▶ [Selected text]
[Start of Attachment]

After a good meal and a glass of wine, we called it a night. M had something planned for the next day — a cruise. Proper old-lady stuff. And honestly, after 20km of hiking, it didn’t sound too bad.

Next morning, we woke up in what felt like the official Patagonia hotel for every single Chinese tourist south of Santiago. Seriously — the breakfast buffet looked like a tour bus had reversed into it. But the food was good, and after a proper night’s sleep, even M looked vaguely human again.
Thankfully, there was no hotel pick-up (a rarity on these things). Just a five-minute walk to the meeting point. Easy. We boarded a coach — again, mostly Americans and Chinese — and were driven just out of town to board our mighty vessel: a catamaran big enough for 300 people. Lesson learned, never ever book anything that can take more than 20 people!
The itinerary was easy: sail through fjords, stop to hike to a glacier, have a very meaty lunch at a remote estancia, then float home. Simple stuff. But surprisingly lovely. Seeing Patagonia from the water was a whole new perspective — waterfalls tumbling down cliffs, glaciers peeking over distant ridges, birds nesting in every little crevice available, and seals lolloping about with smug expressions.
Outside was gorgeous but freezing, so I kept ping-ponging between the deck and the heated cabin. M didn’t even attempt the ping. She was still recovering and watched Patagonia through a thick layer of thermal glass while sipping tea.
We sat at a table with two American couples and a French pair — and you could tell instantly who was from where. The French woman was doing that impossibly French thing where she looked chic and athletic at the same time, like she’d stepped straight off a mountain photoshoot. The Americans, bless them, were very enthusiastic. The French barely spoke English, the Americans spoke no French, and yet we found it easier to chat with the French — probably because their idea of conversation didn’t involve bragging about everything American.
After two hours we disembarked somewhere magical: a glacial lake in a national park that’s only accessible by boat. Very exclusive. We had a short, easy walk with local guides to reach the glacier’s tongue. The water was that unnaturally vivid blue that looks edited in photos. Surrounded by dense greenery, it felt like we’d stumbled into a National Geographic spread.

[End of Attachment]

▶ [Required action 1]
In the Patagonia travel account, reproduce the passage starting at "Thankfully, there was" and ending at "than 20 people!".
▶ [Required action 2]
According to the Patagonia travel account, how many people could the catamaran hold?
▶ [Required action 3]
Continue the Patagonia travel account after its final sentence.

▶ [Data for analysis]
[Start of Attachment]

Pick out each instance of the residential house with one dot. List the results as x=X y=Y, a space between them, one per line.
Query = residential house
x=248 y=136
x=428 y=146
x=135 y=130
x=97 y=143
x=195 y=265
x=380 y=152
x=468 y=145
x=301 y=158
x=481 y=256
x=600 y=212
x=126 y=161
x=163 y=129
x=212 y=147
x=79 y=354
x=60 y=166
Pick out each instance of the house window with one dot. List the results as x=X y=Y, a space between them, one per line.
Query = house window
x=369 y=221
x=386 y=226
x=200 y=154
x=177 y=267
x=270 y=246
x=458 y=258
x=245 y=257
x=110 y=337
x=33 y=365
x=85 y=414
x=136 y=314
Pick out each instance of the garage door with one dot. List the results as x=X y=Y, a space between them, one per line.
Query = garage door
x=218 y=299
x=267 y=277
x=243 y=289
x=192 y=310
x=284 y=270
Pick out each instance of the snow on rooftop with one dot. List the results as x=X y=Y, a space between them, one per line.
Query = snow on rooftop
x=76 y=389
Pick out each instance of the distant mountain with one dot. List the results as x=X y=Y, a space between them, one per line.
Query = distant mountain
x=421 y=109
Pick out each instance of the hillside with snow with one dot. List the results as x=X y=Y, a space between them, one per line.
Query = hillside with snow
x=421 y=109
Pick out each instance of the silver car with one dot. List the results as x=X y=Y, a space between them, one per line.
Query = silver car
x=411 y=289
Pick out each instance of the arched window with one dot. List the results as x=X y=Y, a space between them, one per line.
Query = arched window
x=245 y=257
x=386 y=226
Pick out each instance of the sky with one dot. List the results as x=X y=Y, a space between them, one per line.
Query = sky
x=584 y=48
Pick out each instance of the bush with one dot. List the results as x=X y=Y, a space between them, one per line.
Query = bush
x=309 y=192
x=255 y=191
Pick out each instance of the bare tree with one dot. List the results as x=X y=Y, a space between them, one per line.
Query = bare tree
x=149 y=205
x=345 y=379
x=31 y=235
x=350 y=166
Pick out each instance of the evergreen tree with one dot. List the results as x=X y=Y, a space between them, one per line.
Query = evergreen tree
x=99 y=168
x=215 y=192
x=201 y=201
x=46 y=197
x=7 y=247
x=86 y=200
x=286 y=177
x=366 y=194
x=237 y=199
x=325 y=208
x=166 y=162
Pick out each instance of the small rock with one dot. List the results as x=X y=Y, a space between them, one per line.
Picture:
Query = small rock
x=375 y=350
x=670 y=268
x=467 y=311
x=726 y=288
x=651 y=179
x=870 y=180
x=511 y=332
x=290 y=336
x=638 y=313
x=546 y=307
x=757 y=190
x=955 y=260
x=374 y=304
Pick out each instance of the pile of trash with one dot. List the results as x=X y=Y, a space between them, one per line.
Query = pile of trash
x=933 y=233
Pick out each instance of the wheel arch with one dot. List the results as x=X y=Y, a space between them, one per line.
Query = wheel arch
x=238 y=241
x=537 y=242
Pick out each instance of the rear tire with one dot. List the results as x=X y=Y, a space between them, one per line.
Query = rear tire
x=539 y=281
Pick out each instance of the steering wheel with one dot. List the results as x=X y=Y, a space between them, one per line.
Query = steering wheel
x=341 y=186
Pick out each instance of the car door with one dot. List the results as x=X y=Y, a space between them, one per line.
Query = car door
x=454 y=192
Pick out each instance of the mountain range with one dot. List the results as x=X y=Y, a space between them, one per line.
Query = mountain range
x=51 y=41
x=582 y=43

[End of Attachment]

▶ [Written answer 1]
Thankfully, there was no hotel pick-up (a rarity on these things). Just a five-minute walk to the meeting point. Easy. We boarded a coach — again, mostly Americans and Chinese — and were driven just out of town to board our mighty vessel: a catamaran big enough for 300 people. Lesson learned, never ever book anything that can take more than 20 people!

▶ [Written answer 2]
300 people.

▶ [Written answer 3]
The guides showed us how far the glacier had receded in recent years. Short version: a lot. Enough to make even Trump sweat. Climate change is real, and here it was, melting right in front of us. Then they showed us these alien-looking orange mushrooms growing on the trees — turns out they’re edible. Raw. Locals put them in salads. Honestly, they looked like props from a sci-fi movie. We tried some. They were… not bad.

Also edible? The purple berries we’d seen in Torres del Paine. Apparently delicious. So why doesn’t anyone sell this stuff? Every menu in Patagonia is just meat, meat, empanada, meat. You’ve got edible mushrooms and wild berries growing all over your national parks and you’re importing iceberg lettuce?
We spent the rest of the walk like foragers on a mission — picking berries and mushrooms and getting increasingly cocky about identifying the ripe ones. Most of our group was, let’s say, not built for hiking, so even with all our snacking and dawdling, we were still back at the boat 20 minutes before departure. We sat on the rocky beach, sun on our faces, air crisp and clear, thinking, “Alright Patagonia, this’ll do nicely.” I even risked a T-shirt. Instant regret. Within minutes, I was being eaten alive by tiny demonic flies.

Back on board, we sailed to the estancia for lunch. The meat-fest. Tables groaning with lamb and beef and more lamb. By this point, even I was starting to dream about vegetables. The place looked like it could host a wedding with the Andes as a backdrop. Stunning.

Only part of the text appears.